_THE TASK_
Extract each line of the data below word for word, and omit the pictures from your answer.

_Extracted data entries_
———

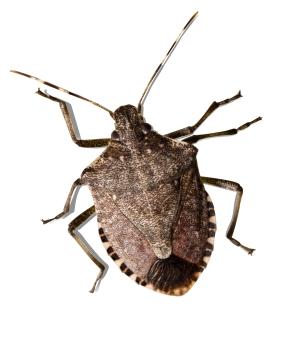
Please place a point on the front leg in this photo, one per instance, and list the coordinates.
(227, 184)
(67, 204)
(186, 131)
(68, 115)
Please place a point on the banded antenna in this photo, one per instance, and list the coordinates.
(162, 64)
(63, 90)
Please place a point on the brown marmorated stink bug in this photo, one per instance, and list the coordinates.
(155, 218)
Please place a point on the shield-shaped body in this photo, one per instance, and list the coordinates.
(155, 218)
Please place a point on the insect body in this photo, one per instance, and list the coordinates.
(155, 218)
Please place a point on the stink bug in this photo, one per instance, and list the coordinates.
(155, 218)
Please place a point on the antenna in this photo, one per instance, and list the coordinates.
(63, 90)
(162, 64)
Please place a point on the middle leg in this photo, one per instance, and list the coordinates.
(227, 184)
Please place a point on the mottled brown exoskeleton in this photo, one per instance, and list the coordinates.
(155, 218)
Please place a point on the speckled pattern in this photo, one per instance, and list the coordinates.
(150, 202)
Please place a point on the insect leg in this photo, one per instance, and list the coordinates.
(196, 138)
(67, 204)
(227, 184)
(190, 129)
(70, 122)
(76, 223)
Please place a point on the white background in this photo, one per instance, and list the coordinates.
(107, 51)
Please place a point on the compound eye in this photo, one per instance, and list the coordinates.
(146, 128)
(115, 136)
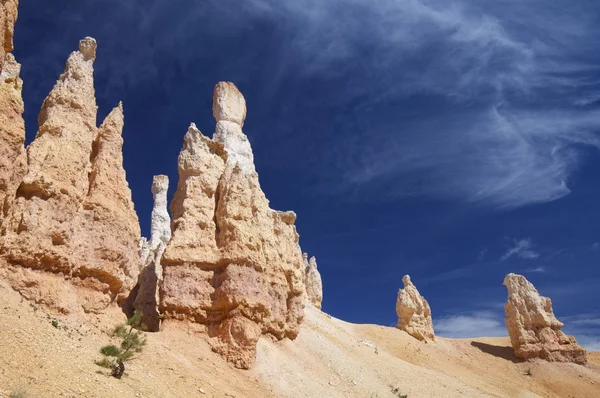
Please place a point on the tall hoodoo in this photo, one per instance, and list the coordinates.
(13, 161)
(314, 285)
(533, 329)
(8, 17)
(233, 264)
(72, 212)
(147, 298)
(414, 314)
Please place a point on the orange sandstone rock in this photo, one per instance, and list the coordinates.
(533, 329)
(414, 314)
(232, 264)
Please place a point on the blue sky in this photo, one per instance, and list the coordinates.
(455, 141)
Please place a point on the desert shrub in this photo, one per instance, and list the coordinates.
(131, 342)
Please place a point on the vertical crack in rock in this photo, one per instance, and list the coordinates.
(233, 264)
(414, 314)
(533, 329)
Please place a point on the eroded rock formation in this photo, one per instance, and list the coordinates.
(70, 216)
(533, 329)
(314, 285)
(8, 17)
(414, 314)
(147, 296)
(233, 264)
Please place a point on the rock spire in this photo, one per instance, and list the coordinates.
(147, 296)
(314, 285)
(233, 264)
(414, 314)
(533, 329)
(70, 213)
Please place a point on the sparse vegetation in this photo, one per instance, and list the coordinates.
(396, 391)
(132, 341)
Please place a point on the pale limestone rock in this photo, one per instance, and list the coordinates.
(147, 296)
(533, 329)
(72, 213)
(414, 314)
(314, 285)
(233, 264)
(13, 161)
(229, 104)
(8, 17)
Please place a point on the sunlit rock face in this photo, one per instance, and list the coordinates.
(233, 264)
(8, 17)
(533, 329)
(414, 314)
(147, 295)
(70, 216)
(314, 285)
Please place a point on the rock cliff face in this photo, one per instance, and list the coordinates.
(8, 17)
(233, 264)
(314, 285)
(147, 296)
(533, 329)
(68, 212)
(414, 314)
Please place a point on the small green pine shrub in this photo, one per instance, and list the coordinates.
(132, 341)
(396, 392)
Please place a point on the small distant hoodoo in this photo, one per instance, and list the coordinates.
(414, 314)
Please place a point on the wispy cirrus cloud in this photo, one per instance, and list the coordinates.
(523, 249)
(473, 324)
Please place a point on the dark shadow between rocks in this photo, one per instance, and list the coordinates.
(503, 352)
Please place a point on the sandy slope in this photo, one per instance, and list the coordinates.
(330, 358)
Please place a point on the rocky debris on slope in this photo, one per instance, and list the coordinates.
(8, 17)
(314, 285)
(72, 213)
(414, 314)
(233, 264)
(533, 329)
(147, 296)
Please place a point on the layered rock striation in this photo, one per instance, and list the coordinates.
(314, 285)
(533, 329)
(233, 264)
(67, 209)
(414, 314)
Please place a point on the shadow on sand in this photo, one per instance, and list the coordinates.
(497, 351)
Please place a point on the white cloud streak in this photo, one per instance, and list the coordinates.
(470, 325)
(522, 249)
(517, 72)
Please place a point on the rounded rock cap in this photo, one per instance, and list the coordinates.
(87, 47)
(229, 104)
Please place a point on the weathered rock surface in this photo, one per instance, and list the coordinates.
(13, 161)
(414, 314)
(72, 213)
(533, 329)
(314, 285)
(233, 264)
(147, 295)
(8, 17)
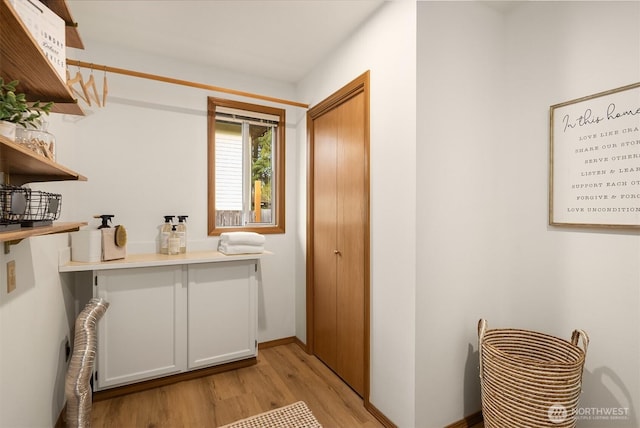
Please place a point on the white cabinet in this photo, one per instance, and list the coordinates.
(222, 313)
(141, 336)
(164, 320)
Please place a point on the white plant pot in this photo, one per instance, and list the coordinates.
(8, 129)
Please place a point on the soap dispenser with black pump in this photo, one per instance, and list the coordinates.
(165, 234)
(181, 228)
(174, 241)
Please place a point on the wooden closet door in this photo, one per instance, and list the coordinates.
(325, 230)
(339, 239)
(351, 219)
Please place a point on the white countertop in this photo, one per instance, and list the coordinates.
(147, 260)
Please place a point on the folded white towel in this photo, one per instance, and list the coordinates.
(226, 248)
(242, 238)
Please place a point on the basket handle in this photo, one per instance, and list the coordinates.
(577, 335)
(482, 328)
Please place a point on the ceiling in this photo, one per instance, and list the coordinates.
(274, 39)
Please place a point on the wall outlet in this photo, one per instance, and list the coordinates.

———

_SOLUTION_
Please place a point on the front leg in this photo, one per instance, and list the coordinates.
(227, 184)
(67, 204)
(186, 131)
(68, 115)
Please place a point on the banded antenna in this photo, one per instance, and list the coordinates.
(162, 64)
(63, 90)
Please place a point on the brown marmorated stink bug in this photo, one per instance, and list the coordinates.
(155, 218)
Please place a point on the shield-shaped body in this photo, one per instance, and list the coordinates.
(155, 218)
Please place a point on the insect body in this photo, one per instance, and list the coordinates.
(155, 218)
Please place a point on the stink bug in this photo, one per instance, and list the coordinates.
(155, 218)
Please place a point on the antenna in this photo, one per instance, and list the coordinates.
(63, 90)
(162, 64)
Please place a point on the middle leg in this photo, one per instance, and list the coordinates.
(227, 184)
Please place a point on the mottled brown exoskeleton in this photo, one per instance, and list the coordinates.
(155, 218)
Please place a point on the speckled pattern in this photo, one per instance, and list the coordinates.
(150, 202)
Please place a point on the insect leg in this photo, one per instance, and list the coordinates.
(196, 138)
(67, 204)
(227, 184)
(190, 129)
(70, 122)
(76, 223)
Please place a point on the white background in this photo, one per instance, and list the coordinates.
(107, 51)
Please place a point on the compound eye in this photo, one per instance, and list the coordinates.
(146, 128)
(115, 136)
Please place a point on the tall hoodoo in this photo, one per instance, and list the coordinates.
(13, 161)
(314, 285)
(533, 329)
(8, 17)
(233, 264)
(72, 212)
(147, 298)
(414, 314)
Please place a point on the orange sandstone rock in this photo, one per instance, and list the coordinates.
(533, 329)
(414, 314)
(232, 264)
Please place a point on the blue sky in this photo, one per instance, and list the coordinates.
(455, 141)
Please place a point on the desert shrub in this photo, one per instance, and list the coordinates.
(131, 342)
Please place a point on the vertical crack in rock in this photo, one per instance, and list the coordinates.
(233, 264)
(414, 314)
(533, 329)
Please place a point on the eroded rock formation in this photo, one per instance, and list the coordinates.
(70, 216)
(533, 329)
(314, 285)
(8, 17)
(414, 314)
(147, 296)
(233, 264)
Please place a point on the rock spire in this photo, one per instance, and list the coordinates.
(147, 296)
(314, 285)
(233, 264)
(414, 314)
(533, 329)
(70, 213)
Please place a point on the sparse vegetation in this photo, one per instance, and list the coordinates.
(396, 391)
(132, 341)
Please place a point on the pale limestone rock in this photo, one per instance, and list the coordinates.
(147, 296)
(533, 329)
(72, 213)
(414, 314)
(314, 285)
(233, 264)
(13, 161)
(229, 104)
(8, 17)
Please place a point on the sunlit rock face in this photo, one per instance, and list the coordinates.
(233, 264)
(8, 17)
(533, 329)
(414, 314)
(147, 295)
(70, 216)
(314, 285)
Please place a point on the rock cliff face in this photo, one per instance, and list the coordinates.
(8, 17)
(233, 264)
(314, 285)
(147, 296)
(533, 329)
(68, 212)
(414, 314)
Please place a point on the small green pine shrub in this photo, one per instance, and list the coordinates.
(132, 341)
(396, 392)
Please place a point on the small distant hoodoo in this photo, one per instance, and list the coordinates.
(414, 314)
Please place a point on the wispy cirrus cloud in this photo, one per instance, and list the coordinates.
(523, 249)
(473, 324)
Please place a point on the dark shadow between rocks in this photo, one per instance, and list the coordinates.
(503, 352)
Please place a point on the sandy slope in this photo, one per instance, and list the coordinates.
(330, 358)
Please place a point on the rocky debris on slope in this photo, one per instance, and list the coordinates.
(8, 17)
(314, 285)
(72, 213)
(414, 314)
(233, 264)
(533, 329)
(147, 296)
Please place a point on the layered rock striation in this photo, one per instance, and list the coordinates.
(314, 285)
(533, 329)
(233, 264)
(67, 209)
(414, 314)
Please place a point on the shadow on sand in this photo, one per instance, and list the coordinates.
(497, 351)
Please place a point on the white cloud streak in this photo, one per instance, and list the coordinates.
(470, 325)
(522, 249)
(517, 72)
Please place a point on the rounded rock cap in this photo, one per instance, and list the coordinates.
(87, 47)
(229, 104)
Please place a point on the weathered rock surface in this photo, one per instance, and list the coordinates.
(13, 161)
(414, 314)
(72, 213)
(533, 329)
(314, 285)
(233, 264)
(147, 295)
(8, 17)
Please place a point on the white cabinet in this photo, one per instance, and list the coordinates.
(222, 313)
(141, 336)
(164, 320)
Please place a point on the white plant pot in this photo, one per instance, and list the coordinates.
(8, 129)
Please place a point on the soap dispenser with black pump in this photo, one per instance, and list the coordinates.
(165, 234)
(181, 228)
(174, 241)
Please place a point on the wooden closet door in this photo, one per instance, and list the coordinates.
(325, 230)
(339, 239)
(351, 219)
Please place a point on the white countertop in this photo, one per instance, and list the coordinates.
(147, 260)
Please place a point on the folded white towel in this photo, one per instance, and list the coordinates.
(226, 248)
(242, 238)
Please place a point on the basket handle in this photo, one per instance, and list the coordinates.
(577, 335)
(482, 328)
Please place a point on the ceiling in this photo, one per instance, and list the coordinates.
(274, 39)
Please place a point on the wall outlet in this photo, one per instance, and list the coordinates.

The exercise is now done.